* [EXERCISE PROMPT]:
Each line from the one that contains "iso2500, one per instance" to the end of the material must be set down exactly, and no line before it.
┌─ DATASET
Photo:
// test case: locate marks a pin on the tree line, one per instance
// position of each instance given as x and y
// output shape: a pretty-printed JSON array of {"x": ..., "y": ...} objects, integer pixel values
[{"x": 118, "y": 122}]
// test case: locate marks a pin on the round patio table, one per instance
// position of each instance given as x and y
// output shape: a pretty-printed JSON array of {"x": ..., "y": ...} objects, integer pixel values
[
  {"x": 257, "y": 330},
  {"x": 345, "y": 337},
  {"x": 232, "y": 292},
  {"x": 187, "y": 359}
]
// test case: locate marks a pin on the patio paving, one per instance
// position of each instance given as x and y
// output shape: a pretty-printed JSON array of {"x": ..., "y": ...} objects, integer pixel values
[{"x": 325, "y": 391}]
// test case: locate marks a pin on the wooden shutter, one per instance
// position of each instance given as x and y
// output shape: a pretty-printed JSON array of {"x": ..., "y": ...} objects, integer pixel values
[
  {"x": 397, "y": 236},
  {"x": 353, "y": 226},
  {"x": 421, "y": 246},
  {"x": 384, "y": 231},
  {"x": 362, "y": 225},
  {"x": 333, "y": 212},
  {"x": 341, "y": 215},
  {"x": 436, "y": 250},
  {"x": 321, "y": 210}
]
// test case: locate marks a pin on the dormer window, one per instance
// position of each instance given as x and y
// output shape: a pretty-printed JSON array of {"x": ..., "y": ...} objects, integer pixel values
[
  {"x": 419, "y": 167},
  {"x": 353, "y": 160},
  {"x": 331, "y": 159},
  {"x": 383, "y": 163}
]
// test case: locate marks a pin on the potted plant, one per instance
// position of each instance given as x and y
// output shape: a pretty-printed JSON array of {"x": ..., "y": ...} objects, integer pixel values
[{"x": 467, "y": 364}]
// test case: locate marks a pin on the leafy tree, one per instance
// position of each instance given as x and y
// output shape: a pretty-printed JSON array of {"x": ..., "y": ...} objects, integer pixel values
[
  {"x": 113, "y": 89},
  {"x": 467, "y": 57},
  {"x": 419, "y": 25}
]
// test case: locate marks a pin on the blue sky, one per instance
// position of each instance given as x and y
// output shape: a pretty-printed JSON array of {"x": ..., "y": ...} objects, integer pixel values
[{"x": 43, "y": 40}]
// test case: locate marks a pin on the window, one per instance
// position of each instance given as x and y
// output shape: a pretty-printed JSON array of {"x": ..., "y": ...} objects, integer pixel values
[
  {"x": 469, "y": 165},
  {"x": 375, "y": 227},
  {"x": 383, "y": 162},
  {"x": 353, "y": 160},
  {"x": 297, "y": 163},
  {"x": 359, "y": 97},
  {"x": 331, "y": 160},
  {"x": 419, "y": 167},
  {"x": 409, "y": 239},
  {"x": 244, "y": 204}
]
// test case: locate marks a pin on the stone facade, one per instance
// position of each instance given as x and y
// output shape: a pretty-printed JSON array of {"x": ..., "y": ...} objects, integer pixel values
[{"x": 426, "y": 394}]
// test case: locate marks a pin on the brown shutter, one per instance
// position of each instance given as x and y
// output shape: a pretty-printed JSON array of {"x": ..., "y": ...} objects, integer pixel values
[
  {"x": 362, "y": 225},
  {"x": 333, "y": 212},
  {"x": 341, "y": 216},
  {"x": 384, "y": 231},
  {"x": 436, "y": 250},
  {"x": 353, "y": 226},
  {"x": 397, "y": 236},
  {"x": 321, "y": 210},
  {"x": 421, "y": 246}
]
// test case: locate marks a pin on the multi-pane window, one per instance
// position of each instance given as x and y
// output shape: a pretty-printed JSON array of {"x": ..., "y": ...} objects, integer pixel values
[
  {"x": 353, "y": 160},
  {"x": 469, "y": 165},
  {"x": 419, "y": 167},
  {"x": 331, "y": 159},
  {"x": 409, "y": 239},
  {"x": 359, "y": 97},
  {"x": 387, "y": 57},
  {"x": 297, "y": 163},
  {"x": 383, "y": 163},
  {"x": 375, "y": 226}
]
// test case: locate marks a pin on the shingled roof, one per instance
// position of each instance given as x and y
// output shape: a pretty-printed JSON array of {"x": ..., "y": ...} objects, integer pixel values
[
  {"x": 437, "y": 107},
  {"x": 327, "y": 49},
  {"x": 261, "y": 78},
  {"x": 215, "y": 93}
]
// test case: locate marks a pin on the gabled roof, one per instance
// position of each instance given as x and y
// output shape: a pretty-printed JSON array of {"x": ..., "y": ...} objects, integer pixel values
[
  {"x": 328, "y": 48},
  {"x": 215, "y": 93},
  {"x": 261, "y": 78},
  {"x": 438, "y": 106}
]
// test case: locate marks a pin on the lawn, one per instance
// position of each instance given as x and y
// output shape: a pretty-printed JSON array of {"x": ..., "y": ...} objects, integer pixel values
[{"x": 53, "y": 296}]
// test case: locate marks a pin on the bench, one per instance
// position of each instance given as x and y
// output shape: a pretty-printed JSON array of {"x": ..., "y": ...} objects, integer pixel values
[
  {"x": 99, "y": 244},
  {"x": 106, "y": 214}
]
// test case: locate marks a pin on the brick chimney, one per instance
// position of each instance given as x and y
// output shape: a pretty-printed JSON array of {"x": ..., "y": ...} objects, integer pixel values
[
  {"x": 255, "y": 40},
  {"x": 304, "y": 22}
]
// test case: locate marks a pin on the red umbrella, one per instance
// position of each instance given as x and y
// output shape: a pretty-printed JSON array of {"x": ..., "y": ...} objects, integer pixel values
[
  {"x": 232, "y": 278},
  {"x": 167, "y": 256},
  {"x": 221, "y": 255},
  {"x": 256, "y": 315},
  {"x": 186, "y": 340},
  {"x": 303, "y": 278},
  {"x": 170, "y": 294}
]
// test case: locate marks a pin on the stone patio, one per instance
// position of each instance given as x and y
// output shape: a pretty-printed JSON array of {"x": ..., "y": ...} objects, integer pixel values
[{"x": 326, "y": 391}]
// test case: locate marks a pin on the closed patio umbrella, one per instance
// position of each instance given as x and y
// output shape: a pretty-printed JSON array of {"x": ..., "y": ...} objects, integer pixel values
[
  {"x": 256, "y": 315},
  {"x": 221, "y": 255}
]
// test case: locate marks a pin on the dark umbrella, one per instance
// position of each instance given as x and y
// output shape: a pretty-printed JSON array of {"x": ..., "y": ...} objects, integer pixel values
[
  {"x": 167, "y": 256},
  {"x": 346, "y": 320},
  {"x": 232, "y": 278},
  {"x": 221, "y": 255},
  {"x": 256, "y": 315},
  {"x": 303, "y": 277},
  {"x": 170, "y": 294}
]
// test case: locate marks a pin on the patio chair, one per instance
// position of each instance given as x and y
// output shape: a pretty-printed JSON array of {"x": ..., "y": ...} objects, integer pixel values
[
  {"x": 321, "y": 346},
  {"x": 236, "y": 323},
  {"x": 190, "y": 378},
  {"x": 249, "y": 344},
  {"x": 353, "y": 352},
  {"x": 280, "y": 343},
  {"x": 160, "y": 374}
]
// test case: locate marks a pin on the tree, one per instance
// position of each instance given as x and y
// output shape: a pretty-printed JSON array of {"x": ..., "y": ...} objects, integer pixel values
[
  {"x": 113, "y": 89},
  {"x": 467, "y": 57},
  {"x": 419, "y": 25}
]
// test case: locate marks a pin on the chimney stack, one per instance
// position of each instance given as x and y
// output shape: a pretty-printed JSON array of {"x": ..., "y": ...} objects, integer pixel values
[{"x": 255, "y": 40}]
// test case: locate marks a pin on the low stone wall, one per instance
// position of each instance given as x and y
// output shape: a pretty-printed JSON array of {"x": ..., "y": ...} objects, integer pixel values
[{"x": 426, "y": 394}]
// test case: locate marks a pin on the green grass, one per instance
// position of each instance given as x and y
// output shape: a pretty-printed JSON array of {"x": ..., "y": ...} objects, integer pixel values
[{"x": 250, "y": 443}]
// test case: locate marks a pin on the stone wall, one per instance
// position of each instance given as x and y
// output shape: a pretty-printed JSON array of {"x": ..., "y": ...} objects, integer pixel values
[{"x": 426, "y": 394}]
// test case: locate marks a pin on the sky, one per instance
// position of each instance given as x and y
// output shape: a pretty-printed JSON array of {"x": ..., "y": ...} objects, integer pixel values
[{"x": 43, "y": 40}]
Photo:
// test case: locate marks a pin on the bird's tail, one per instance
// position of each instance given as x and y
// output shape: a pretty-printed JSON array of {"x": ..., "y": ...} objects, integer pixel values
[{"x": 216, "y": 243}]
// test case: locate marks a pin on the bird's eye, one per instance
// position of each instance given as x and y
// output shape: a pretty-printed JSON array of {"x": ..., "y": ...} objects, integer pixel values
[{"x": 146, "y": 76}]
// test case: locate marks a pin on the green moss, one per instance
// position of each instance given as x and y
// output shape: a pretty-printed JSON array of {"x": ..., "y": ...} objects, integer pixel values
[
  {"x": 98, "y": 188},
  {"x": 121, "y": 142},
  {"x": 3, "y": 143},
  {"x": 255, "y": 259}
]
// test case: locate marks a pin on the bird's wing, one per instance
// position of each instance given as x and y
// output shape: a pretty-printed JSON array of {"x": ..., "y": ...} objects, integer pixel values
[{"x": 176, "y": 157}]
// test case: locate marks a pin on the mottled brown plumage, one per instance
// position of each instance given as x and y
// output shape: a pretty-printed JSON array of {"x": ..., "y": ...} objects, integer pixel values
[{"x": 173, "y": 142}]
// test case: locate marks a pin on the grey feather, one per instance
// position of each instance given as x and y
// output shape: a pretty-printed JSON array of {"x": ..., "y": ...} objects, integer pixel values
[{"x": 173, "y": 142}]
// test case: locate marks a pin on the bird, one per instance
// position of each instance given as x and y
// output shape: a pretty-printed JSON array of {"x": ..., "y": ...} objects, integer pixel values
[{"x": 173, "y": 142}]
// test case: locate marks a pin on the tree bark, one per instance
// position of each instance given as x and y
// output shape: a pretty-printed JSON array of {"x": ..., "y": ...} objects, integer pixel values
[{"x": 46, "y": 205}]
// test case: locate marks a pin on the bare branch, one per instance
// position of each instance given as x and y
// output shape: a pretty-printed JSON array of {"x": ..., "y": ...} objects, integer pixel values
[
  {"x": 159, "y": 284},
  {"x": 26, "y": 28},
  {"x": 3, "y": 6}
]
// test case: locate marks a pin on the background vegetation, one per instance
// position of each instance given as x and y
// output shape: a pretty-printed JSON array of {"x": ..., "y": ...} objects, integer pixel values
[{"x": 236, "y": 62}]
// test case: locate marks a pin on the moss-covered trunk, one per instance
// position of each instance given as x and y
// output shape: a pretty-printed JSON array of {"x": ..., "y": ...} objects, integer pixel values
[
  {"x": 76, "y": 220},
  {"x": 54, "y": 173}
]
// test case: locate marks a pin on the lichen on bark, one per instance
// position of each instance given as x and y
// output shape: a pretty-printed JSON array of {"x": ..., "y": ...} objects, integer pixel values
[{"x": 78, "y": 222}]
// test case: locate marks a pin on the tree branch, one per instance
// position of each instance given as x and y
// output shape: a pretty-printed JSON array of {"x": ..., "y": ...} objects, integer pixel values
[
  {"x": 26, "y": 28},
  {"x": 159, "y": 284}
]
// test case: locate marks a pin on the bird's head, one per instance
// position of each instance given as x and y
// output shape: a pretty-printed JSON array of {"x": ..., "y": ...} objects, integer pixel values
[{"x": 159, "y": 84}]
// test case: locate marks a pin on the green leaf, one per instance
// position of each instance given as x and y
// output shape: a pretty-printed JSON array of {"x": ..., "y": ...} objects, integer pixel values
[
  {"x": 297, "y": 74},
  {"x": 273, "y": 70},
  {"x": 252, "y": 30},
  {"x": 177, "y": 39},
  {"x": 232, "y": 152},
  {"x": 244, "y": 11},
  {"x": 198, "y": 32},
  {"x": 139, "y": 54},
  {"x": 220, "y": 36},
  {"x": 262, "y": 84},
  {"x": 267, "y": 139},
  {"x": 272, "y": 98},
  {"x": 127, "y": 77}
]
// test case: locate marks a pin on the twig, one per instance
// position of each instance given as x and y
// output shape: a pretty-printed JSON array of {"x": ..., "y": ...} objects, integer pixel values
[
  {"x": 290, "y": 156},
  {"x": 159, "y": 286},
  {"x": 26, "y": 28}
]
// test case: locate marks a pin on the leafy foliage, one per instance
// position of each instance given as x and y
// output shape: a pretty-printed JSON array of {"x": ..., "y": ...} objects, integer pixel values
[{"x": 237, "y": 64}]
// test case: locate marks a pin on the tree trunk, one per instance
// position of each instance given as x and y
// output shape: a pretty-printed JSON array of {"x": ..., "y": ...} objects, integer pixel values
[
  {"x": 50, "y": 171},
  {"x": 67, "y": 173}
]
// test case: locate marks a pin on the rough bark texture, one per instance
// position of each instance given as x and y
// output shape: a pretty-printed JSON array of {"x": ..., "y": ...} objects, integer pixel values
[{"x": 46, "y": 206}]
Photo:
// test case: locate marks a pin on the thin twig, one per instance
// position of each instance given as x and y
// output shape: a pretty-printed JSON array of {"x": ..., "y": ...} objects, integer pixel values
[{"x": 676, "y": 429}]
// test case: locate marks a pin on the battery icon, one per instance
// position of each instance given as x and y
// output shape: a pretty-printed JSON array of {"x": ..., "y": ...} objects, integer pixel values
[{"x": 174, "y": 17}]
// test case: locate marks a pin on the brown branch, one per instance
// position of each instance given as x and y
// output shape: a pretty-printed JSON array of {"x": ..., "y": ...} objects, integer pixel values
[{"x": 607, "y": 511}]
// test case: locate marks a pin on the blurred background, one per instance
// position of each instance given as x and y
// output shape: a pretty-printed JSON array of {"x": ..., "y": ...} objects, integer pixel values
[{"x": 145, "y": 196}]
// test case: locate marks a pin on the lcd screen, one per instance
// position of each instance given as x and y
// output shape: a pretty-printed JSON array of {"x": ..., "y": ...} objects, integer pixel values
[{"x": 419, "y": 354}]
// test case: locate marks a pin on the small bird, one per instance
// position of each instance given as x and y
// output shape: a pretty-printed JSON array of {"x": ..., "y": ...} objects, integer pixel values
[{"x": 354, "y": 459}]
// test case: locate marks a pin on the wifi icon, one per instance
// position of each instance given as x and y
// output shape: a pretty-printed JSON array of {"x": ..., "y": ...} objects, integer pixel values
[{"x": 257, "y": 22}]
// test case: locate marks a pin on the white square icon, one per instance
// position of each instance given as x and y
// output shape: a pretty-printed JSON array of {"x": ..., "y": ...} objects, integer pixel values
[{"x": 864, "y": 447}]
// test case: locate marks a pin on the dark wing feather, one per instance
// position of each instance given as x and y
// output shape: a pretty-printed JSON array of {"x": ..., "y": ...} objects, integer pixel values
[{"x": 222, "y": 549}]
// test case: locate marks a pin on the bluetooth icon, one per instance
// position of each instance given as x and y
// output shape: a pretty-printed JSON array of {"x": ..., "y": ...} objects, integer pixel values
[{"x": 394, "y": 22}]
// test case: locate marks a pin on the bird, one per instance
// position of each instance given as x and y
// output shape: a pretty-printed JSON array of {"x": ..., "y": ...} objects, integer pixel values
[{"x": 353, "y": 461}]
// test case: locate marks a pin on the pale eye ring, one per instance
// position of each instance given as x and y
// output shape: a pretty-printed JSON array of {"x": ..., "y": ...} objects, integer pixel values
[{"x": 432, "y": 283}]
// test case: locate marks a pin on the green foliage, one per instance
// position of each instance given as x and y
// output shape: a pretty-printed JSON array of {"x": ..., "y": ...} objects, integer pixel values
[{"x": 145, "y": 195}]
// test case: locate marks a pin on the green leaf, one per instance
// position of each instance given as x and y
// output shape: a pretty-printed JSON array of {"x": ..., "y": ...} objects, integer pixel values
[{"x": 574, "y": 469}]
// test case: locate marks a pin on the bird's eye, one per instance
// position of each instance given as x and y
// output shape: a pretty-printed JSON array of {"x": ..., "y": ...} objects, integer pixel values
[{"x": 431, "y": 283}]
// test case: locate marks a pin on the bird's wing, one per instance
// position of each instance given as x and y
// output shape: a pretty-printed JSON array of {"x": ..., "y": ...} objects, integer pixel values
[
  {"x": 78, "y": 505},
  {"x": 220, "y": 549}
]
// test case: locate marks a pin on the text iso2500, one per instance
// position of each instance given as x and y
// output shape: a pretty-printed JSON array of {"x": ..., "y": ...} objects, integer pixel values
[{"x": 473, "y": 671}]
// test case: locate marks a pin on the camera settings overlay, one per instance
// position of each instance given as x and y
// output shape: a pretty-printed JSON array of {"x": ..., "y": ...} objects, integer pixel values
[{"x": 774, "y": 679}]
└─
* [RESPONSE BELOW]:
// test case: locate marks a pin on the text iso2500, one per instance
// position of each instance given as x and y
// output shape: a pretty-printed JSON array of {"x": ..., "y": ...} objects, integer pixel values
[{"x": 473, "y": 671}]
// test case: locate marks a pin on the camera settings overlay, one per instance
// position of each instance given as x and y
// output shape: a pretty-printed JSON array of {"x": ..., "y": ...} objects, integer pixel values
[{"x": 774, "y": 679}]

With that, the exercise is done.